TASK STATEMENT: All of the data must be returned exactly as given.

======

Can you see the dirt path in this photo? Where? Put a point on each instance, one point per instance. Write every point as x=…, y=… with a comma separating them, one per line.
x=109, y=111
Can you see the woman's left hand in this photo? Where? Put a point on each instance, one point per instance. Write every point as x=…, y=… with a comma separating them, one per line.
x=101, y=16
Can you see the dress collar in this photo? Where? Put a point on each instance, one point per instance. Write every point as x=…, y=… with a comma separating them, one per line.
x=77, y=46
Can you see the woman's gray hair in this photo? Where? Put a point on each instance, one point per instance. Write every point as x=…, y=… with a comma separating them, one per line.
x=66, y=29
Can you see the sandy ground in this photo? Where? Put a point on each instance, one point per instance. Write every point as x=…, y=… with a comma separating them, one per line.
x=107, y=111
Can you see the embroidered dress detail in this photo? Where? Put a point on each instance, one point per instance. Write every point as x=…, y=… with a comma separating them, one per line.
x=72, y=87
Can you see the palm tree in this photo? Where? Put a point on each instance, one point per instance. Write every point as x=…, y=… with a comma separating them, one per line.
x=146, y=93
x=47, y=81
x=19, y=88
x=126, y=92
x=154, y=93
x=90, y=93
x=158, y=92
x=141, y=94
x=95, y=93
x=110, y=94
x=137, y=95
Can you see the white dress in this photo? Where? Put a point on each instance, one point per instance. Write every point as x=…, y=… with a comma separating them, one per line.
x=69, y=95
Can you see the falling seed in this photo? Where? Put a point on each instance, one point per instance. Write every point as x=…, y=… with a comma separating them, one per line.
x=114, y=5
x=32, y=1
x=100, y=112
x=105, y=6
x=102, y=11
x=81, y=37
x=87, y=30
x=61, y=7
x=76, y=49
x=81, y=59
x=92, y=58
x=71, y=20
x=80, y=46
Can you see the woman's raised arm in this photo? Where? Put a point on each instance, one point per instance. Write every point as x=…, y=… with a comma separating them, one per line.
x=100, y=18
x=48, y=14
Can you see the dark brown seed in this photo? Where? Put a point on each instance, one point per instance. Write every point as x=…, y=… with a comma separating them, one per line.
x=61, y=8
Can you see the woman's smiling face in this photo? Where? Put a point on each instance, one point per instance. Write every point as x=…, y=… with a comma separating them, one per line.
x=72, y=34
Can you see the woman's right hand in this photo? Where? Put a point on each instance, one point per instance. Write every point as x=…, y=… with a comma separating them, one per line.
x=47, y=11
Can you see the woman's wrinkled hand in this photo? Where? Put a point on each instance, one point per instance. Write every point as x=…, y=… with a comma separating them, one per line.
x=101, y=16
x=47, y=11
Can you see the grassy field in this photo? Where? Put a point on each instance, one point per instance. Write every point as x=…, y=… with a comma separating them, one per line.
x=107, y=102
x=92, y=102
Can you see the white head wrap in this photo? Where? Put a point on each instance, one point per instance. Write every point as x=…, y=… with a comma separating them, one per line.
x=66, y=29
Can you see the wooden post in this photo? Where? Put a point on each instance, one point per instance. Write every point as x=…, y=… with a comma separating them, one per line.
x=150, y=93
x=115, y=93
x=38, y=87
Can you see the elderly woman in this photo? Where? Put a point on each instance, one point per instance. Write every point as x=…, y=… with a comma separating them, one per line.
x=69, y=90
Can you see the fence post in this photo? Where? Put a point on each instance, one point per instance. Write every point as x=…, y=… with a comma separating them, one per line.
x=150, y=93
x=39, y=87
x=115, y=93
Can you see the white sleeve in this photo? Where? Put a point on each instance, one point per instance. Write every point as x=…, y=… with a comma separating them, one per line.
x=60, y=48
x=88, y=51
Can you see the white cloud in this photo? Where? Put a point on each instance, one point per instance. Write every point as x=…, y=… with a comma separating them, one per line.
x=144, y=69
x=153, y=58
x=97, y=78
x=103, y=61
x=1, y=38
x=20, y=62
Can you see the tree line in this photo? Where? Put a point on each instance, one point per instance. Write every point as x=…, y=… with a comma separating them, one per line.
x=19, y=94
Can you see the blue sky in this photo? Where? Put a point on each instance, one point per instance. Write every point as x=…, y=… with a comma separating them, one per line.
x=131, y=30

======

TASK RESPONSE:
Can you see the dirt path in this photo? Where? Put a point on each instance, one point per instance. Write every point as x=…, y=… with a comma separating them, one per line.
x=109, y=111
Can you see the woman's left hand in this photo? Where? Put a point on each instance, one point per instance. Write every point as x=…, y=… with a comma separating them, one per line.
x=101, y=16
Can you see the dress collar in this photo? Where? Put a point on each instance, one point per instance. Write every point as x=…, y=… with a comma separating them, one per line.
x=77, y=46
Can you see the woman's gray hair in this photo? Where? Put a point on each instance, one point per instance. Write every point as x=…, y=… with a comma separating them, one per line.
x=66, y=29
Can you see the sandy ground in this photo? Where? Put a point on each instance, one point per instance. Write every point as x=…, y=… with a comma separating them, one per line.
x=107, y=111
Can you see the embroidered dress detail in this photo? Where? Put a point on each instance, one point per instance. Write every point as x=…, y=… with a comma separating them, one per line.
x=72, y=87
Can you see the palm tree in this photo? Where? Put a point on each instance, one point per instance. Write every point as x=…, y=… with a comma separating them, one per line.
x=146, y=93
x=47, y=81
x=19, y=88
x=126, y=92
x=154, y=93
x=90, y=93
x=158, y=92
x=141, y=94
x=95, y=93
x=110, y=94
x=137, y=95
Can you see the white dress in this photo? Where? Put a point on each instance, one point per instance. Write every point as x=…, y=… with a comma separating them, one per line.
x=69, y=95
Can you see the falling seed in this photo? Where? Put a point on each instance, one point per instance. Write every point as x=…, y=… with a comma separating them, one per line.
x=114, y=5
x=32, y=1
x=100, y=112
x=105, y=6
x=102, y=11
x=81, y=37
x=87, y=30
x=61, y=7
x=76, y=49
x=81, y=59
x=92, y=58
x=71, y=20
x=80, y=46
Can you see the woman's raised arm in this photo? Where? Put a point on each instance, one point per instance. Write every point as x=…, y=… with a comma separating them, one per line.
x=100, y=18
x=48, y=14
Can you see the dark brown seed in this photo? Where? Put a point on each instance, one point per instance. Write every point as x=…, y=… with a comma separating them, one per line.
x=61, y=8
Can you see the woman's smiling face in this photo? Where? Put a point on each instance, one point per instance. Write every point as x=…, y=… with a comma separating them, one per line.
x=72, y=34
Can you see the woman's right hand in this photo? Where? Put a point on each instance, one point per instance. Write every point as x=…, y=… with a comma separating them, one per line.
x=47, y=11
Can you see the woman's wrinkled hand in this photo? Where? Put a point on each instance, one point per instance. Write every point as x=…, y=… with a comma separating them, one per line.
x=101, y=16
x=47, y=11
Can you see the grassy field in this photo? Where? Put a point on each instance, one point per instance. Write every point as x=…, y=… with a comma separating them, one per line.
x=107, y=102
x=92, y=102
Can you see the white head wrap in this photo? Where? Put a point on each instance, one point per instance. Write every point as x=…, y=… with a comma separating them, one per line.
x=66, y=29
Can you see the wooden post in this photo? Where? Put a point on each instance, one point per instance. Write every point as x=…, y=… with a comma separating them, one per line.
x=150, y=93
x=115, y=93
x=38, y=87
Can you see the elderly woman in this photo? Where? Put a point on each instance, one point per instance. Write every point as x=…, y=… with a comma separating them, one per line.
x=69, y=90
Can you see the fence post in this photo? Where? Put a point on each instance, one point per instance. Write every point as x=…, y=… with a comma separating them, one per line.
x=150, y=93
x=39, y=87
x=115, y=93
Can you see the white sleeve in this photo? Where? Put a point on each instance, one point per instance. Write every point as x=…, y=… with a comma separating them, one per line.
x=60, y=48
x=88, y=51
Can you see the white cloud in this photo? Where? Put a point on each instance, one point per instance. Write every point as x=…, y=… with a comma separating them, one per line.
x=144, y=69
x=153, y=58
x=97, y=78
x=103, y=61
x=1, y=38
x=20, y=62
Can you see the tree line in this photo? Where? Put a point on each instance, one point per instance. Write every point as x=…, y=… with a comma separating them, one per line.
x=19, y=94
Can you see the blue sky in this photo? Where? Put a point on each instance, one point per instance. Write every point as x=…, y=… with a comma separating them, one per line.
x=131, y=30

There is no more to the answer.